INSTRUCTION 1: Return the part of the passage on "Diamonds Are a Girl's Best Friend" that begins with the words containing "The song was" and ends with "her male dancers.", copied word for word.
INSTRUCTION 2: Pick up the passage on "Diamonds Are a Girl's Best Friend" and its film versions after its last sentence, and keep writing.

SELECTED EXTRACT:
• • • •

The song was listed as the 12th most important movie song of all time by the American Film Institute.[1]
Monroe's rendition of the song has been considered an iconic performance and since been copied by other entertainers ranging from Madonna and Kylie Minogue to Anna Nicole Smith. Madonna's video "Material Girl" uses a similar set and costumes for the singer and her male dancers.
[edit] Moulin Rouge! version
The song is also featured in the 2001 film Moulin Rouge!, in which it is sung principally by Nicole Kidman in the role of Satine, the (fictional) star performer of the famous Moulin Rouge nightclub in Paris, at the turn of the 20th century. This film version is technically a musical adaptation that director Baz Luhrmann titled "Sparkling Diamonds." Although it consists almost entirely of an adaptation "Diamonds Are a Girl's Best Friend," this version differs from the lyrics in Gentlemen Prefer Blondes in several ways. For example, it does not include the name Harry Winston in the chant of famous jewelers; rather, Moulin Rouge founder Charles Zidler's name was changed to Harry in the movie, so his name replaces Winston's in the song. Black Starr & Frost-Gorham was known by that name only after 1925, but instead of using their 1875-1925 name of "Black Starr & Frost," their name was replaced in the Luhrmann film by nonsense words (understood by many listeners as "Ross Cole"). And the potentially anachronistic line "help you at the Automat" was altered in the Luhrmann film to "help you feed your pussycat." Additionally, a lyrical snippet from Madonna's song "Material Girl" was worked into this adaptation of the song.

• • • •

EXCERPTED DATA:
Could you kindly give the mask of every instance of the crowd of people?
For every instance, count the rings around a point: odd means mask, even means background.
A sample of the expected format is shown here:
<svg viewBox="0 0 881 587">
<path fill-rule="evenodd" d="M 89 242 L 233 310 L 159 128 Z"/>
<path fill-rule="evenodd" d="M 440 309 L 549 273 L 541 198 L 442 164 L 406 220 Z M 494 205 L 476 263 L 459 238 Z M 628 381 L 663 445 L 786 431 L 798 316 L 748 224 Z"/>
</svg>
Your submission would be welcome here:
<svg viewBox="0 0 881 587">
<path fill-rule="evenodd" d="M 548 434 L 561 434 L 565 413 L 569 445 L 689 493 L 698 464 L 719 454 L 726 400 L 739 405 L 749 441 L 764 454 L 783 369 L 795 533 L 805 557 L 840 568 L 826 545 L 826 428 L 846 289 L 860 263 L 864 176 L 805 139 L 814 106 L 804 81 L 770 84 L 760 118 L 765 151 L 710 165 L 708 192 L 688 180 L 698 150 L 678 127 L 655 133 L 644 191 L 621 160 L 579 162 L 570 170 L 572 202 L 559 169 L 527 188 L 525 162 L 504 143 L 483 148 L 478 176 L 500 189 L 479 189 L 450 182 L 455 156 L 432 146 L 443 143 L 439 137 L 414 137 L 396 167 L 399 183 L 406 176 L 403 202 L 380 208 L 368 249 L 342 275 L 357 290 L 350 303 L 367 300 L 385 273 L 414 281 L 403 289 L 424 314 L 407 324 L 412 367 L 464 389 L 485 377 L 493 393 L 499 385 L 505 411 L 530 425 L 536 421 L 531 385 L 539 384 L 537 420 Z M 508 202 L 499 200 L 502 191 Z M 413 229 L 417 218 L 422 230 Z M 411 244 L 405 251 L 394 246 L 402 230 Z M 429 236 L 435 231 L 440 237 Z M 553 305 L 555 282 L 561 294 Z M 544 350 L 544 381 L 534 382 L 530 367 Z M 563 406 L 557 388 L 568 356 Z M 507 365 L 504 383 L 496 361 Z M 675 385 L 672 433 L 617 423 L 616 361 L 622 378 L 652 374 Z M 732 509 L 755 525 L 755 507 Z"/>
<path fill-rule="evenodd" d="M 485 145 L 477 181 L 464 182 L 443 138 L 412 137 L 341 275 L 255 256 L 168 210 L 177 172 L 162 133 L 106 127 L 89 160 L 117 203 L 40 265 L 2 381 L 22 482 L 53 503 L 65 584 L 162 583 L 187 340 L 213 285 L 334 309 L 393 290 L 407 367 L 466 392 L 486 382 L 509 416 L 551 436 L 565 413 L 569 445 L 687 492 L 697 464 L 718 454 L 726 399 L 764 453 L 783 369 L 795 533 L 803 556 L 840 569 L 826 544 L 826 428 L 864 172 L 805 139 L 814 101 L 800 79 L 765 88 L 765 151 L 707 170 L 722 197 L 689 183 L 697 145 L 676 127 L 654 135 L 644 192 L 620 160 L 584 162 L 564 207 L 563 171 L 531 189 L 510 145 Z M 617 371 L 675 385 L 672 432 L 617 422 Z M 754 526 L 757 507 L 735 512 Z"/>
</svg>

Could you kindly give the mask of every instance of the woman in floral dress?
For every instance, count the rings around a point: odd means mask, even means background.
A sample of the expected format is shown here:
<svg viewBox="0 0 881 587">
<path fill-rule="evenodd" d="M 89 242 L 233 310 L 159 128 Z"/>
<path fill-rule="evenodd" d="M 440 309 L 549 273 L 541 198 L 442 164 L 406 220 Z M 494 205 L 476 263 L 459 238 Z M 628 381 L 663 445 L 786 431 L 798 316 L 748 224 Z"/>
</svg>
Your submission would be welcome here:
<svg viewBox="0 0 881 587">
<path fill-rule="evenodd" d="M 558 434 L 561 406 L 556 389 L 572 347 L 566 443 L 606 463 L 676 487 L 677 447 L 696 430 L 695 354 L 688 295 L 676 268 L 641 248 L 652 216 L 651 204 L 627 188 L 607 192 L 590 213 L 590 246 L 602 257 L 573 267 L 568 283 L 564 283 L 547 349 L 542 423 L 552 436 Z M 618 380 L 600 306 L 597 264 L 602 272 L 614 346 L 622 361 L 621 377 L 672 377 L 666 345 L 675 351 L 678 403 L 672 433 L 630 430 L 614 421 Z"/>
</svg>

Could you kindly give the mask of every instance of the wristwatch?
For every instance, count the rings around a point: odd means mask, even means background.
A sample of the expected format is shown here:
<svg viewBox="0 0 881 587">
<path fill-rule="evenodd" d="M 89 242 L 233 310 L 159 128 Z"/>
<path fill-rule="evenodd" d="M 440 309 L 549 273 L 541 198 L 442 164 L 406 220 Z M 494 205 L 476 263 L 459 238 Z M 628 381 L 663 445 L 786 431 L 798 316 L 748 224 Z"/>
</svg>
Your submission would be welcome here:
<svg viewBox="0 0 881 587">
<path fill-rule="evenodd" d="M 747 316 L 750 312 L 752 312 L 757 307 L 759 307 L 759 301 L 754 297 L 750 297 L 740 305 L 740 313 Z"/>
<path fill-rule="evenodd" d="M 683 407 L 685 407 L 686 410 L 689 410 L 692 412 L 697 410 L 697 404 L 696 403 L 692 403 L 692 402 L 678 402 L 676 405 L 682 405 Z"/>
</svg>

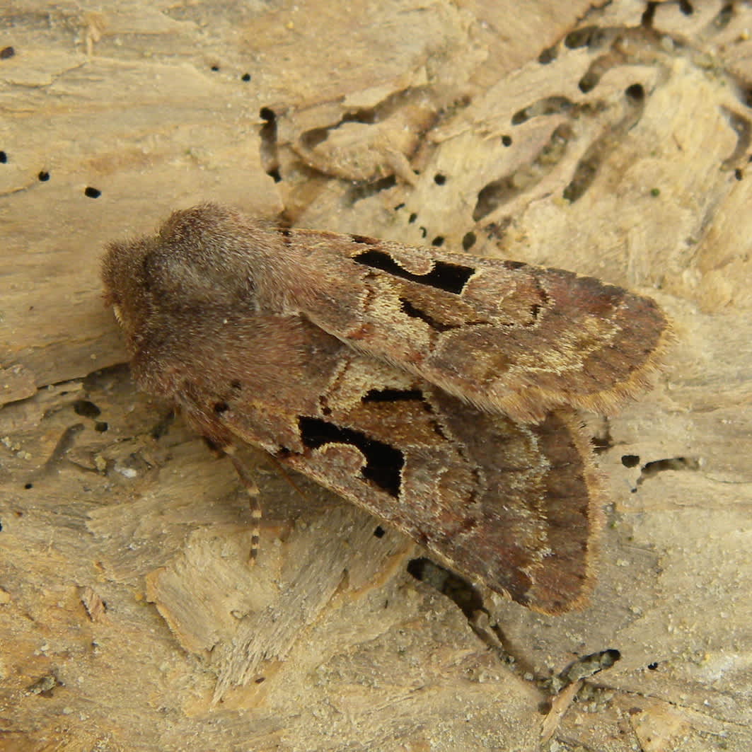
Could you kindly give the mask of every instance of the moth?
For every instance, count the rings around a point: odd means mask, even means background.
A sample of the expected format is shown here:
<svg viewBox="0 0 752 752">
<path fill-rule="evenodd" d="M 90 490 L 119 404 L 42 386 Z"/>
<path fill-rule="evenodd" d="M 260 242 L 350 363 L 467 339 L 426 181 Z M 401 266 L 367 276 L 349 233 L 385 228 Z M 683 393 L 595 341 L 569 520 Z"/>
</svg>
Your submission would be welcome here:
<svg viewBox="0 0 752 752">
<path fill-rule="evenodd" d="M 111 244 L 102 274 L 136 383 L 213 444 L 263 448 L 526 606 L 584 602 L 601 493 L 578 411 L 647 385 L 651 299 L 212 204 Z"/>
</svg>

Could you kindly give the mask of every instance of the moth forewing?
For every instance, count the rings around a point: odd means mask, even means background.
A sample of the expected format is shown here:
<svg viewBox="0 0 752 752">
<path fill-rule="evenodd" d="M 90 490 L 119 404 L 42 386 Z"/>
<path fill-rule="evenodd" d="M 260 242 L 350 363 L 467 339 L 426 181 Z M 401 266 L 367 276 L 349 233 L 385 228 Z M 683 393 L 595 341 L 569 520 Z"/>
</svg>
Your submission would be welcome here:
<svg viewBox="0 0 752 752">
<path fill-rule="evenodd" d="M 213 205 L 113 244 L 139 386 L 526 605 L 591 587 L 599 492 L 572 408 L 656 367 L 648 299 L 556 269 L 281 229 Z"/>
</svg>

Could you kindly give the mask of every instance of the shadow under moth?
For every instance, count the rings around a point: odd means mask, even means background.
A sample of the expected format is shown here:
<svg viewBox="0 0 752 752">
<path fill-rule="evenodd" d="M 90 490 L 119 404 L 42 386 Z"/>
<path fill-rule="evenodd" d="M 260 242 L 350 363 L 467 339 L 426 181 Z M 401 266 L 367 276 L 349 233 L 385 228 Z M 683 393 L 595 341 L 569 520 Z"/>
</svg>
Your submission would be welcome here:
<svg viewBox="0 0 752 752">
<path fill-rule="evenodd" d="M 647 385 L 658 306 L 559 269 L 206 204 L 111 244 L 134 378 L 535 610 L 581 605 L 600 496 L 577 411 Z"/>
</svg>

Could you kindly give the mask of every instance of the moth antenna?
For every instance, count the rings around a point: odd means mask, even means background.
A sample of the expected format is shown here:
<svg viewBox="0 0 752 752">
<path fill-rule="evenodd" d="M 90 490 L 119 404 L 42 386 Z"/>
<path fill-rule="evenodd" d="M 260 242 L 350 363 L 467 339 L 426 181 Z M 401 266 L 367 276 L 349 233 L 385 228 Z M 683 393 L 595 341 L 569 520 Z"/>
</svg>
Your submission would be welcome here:
<svg viewBox="0 0 752 752">
<path fill-rule="evenodd" d="M 235 472 L 241 479 L 241 482 L 245 487 L 246 493 L 248 494 L 248 502 L 250 507 L 250 518 L 252 527 L 250 529 L 250 549 L 248 551 L 248 566 L 253 566 L 256 564 L 259 558 L 259 544 L 261 542 L 261 503 L 259 501 L 259 487 L 256 481 L 250 477 L 248 471 L 243 463 L 235 456 L 235 447 L 232 444 L 228 444 L 222 447 L 222 451 L 226 454 L 232 461 L 232 466 L 235 468 Z"/>
</svg>

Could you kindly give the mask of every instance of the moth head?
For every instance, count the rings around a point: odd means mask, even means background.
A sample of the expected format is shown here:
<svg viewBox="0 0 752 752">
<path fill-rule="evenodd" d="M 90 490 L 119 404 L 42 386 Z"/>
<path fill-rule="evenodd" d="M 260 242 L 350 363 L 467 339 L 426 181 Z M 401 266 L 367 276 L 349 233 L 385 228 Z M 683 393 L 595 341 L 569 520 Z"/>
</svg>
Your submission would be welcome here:
<svg viewBox="0 0 752 752">
<path fill-rule="evenodd" d="M 254 305 L 256 244 L 244 222 L 230 209 L 205 204 L 174 212 L 156 235 L 108 246 L 105 301 L 132 355 L 198 317 L 221 317 Z"/>
</svg>

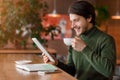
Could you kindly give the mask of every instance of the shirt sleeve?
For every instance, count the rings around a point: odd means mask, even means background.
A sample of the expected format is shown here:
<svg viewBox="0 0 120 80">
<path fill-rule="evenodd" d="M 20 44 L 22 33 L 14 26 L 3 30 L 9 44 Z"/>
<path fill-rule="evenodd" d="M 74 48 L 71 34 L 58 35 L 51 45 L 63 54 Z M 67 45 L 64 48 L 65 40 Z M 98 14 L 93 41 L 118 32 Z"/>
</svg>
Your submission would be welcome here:
<svg viewBox="0 0 120 80">
<path fill-rule="evenodd" d="M 66 71 L 67 73 L 69 73 L 69 74 L 71 74 L 72 76 L 74 76 L 75 75 L 75 67 L 74 67 L 74 64 L 73 64 L 73 59 L 72 59 L 72 53 L 71 53 L 71 51 L 72 51 L 72 47 L 70 46 L 70 48 L 69 48 L 69 55 L 68 55 L 68 62 L 67 62 L 67 64 L 64 64 L 64 63 L 62 63 L 62 62 L 60 62 L 60 61 L 58 61 L 58 67 L 59 68 L 61 68 L 61 69 L 63 69 L 64 71 Z"/>
<path fill-rule="evenodd" d="M 88 62 L 106 77 L 112 76 L 116 64 L 116 47 L 112 37 L 100 39 L 97 43 L 96 50 L 92 50 L 89 45 L 85 47 L 82 54 Z"/>
</svg>

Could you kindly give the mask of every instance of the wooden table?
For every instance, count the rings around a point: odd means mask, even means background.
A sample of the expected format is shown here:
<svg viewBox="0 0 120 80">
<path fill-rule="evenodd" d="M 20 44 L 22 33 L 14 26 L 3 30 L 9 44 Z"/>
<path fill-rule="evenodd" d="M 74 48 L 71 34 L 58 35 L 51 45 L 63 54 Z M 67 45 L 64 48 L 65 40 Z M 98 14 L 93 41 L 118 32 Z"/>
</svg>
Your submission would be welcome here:
<svg viewBox="0 0 120 80">
<path fill-rule="evenodd" d="M 46 49 L 48 52 L 50 53 L 56 53 L 55 49 L 50 49 L 47 48 Z M 16 49 L 4 49 L 4 50 L 0 50 L 0 53 L 42 53 L 39 49 L 33 49 L 33 50 L 16 50 Z"/>
<path fill-rule="evenodd" d="M 39 75 L 37 72 L 27 72 L 15 67 L 16 60 L 32 60 L 33 63 L 42 63 L 36 54 L 0 54 L 0 80 L 77 80 L 66 72 Z"/>
</svg>

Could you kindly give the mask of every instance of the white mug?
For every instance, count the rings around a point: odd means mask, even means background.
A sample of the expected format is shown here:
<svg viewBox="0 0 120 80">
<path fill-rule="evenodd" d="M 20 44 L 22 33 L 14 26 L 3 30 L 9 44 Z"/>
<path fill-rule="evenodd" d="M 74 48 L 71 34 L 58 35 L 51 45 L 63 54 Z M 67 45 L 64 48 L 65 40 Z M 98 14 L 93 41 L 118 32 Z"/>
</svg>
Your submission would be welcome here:
<svg viewBox="0 0 120 80">
<path fill-rule="evenodd" d="M 73 38 L 63 38 L 63 42 L 66 46 L 70 46 Z"/>
</svg>

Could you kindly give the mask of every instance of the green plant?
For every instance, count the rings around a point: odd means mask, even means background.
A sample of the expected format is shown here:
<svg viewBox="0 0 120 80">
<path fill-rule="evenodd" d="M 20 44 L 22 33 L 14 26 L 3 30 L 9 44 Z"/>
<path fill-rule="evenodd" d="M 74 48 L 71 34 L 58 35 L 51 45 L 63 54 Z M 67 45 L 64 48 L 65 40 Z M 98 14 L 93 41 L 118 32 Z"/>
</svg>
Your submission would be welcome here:
<svg viewBox="0 0 120 80">
<path fill-rule="evenodd" d="M 2 0 L 0 7 L 0 45 L 7 44 L 8 40 L 25 44 L 28 37 L 35 32 L 31 29 L 42 30 L 41 18 L 48 9 L 44 0 Z M 38 38 L 40 39 L 39 33 Z"/>
</svg>

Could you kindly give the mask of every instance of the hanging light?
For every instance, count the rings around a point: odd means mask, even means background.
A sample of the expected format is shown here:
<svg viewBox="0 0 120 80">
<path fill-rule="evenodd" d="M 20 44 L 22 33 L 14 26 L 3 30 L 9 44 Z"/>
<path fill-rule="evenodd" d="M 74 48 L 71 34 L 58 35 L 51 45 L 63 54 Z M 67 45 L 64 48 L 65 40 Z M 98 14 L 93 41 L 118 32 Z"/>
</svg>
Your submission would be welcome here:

• • • •

WRITTEN REPLY 1:
The song was listed as the 12th most important movie song of all time by the American Film Institute.[1]
Monroe's rendition of the song has been considered an iconic performance and since been copied by other entertainers ranging from Madonna and Kylie Minogue to Anna Nicole Smith. Madonna's video "Material Girl" uses a similar set and costumes for the singer and her male dancers.

WRITTEN REPLY 2:
[edit] Other versions
- Emmylou Harris' 1983 country/rock version.
- T-Bone Burnett's rock version of the song is both campy and cynical, while capturing the essence of the lyric.
- At the end of 2007 Beyoncé Knowles did an updated version for Giorgio Armani's new fragrance Emporio Armani Diamonds in an ad directed by Jake Nava and titled "Can You Resist ?".
- Wendi Peters performed a version for BBC Children in Need on 16th November 2007, adding "I am a Material Girl" half-way through, then returning back to the normal song.
- Nicole Scherzinger performed "Diamonds Are a Girl's Best Friend" on the CBS special, Movies Rock, which paid tribute to the strong relationship between movies and music.
- Deanna & The Downbeats, a cabaret-jazz quintet from Portland Oregon, performs a traditional version of the song that segues into a lounge-swing version of Madonna's "Material Girl."
[edit] References
- ^ AFI's 100 YEARS...100 SONGS. American Film Institute. Retrieved on 2008-02-19.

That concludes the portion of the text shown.